-- begin Data to process --

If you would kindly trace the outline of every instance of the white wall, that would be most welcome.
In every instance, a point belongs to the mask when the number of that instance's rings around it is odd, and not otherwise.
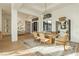
[[[52,30],[55,31],[55,22],[59,17],[66,16],[71,20],[71,41],[79,42],[79,4],[64,7],[52,12]]]
[[[0,9],[0,31],[2,31],[2,9]]]

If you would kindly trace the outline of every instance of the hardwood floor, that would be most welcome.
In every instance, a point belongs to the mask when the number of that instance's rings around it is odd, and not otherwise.
[[[11,36],[4,36],[2,39],[0,39],[0,52],[25,49],[25,47],[20,43],[20,40],[26,40],[31,37],[31,34],[19,35],[18,41],[12,42]]]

-- end Data to process --

### Given instruction:
Can you rewrite the lines above, replacing "trace the outline of" with "outline" wherever it appears and keeping everything else as is? Omit the pictures from your answer.

### Response:
If you would kindly outline every instance of the white wall, that would be most welcome.
In every instance, a point belongs to the mask when the number of that instance's rings around it is odd, and not otherwise.
[[[52,30],[55,31],[55,22],[59,17],[66,16],[71,20],[71,41],[79,42],[79,4],[64,7],[52,12]]]
[[[0,9],[0,31],[2,31],[2,9]]]

If you would kindly outline every instance of the hardwood floor, that would be most welcome.
In every instance, a point belongs to the mask when the number of that instance's rings around it is odd, and not otherwise.
[[[11,36],[4,36],[2,39],[0,39],[0,52],[25,49],[25,47],[20,43],[20,40],[26,40],[31,37],[31,34],[19,35],[18,41],[12,42]]]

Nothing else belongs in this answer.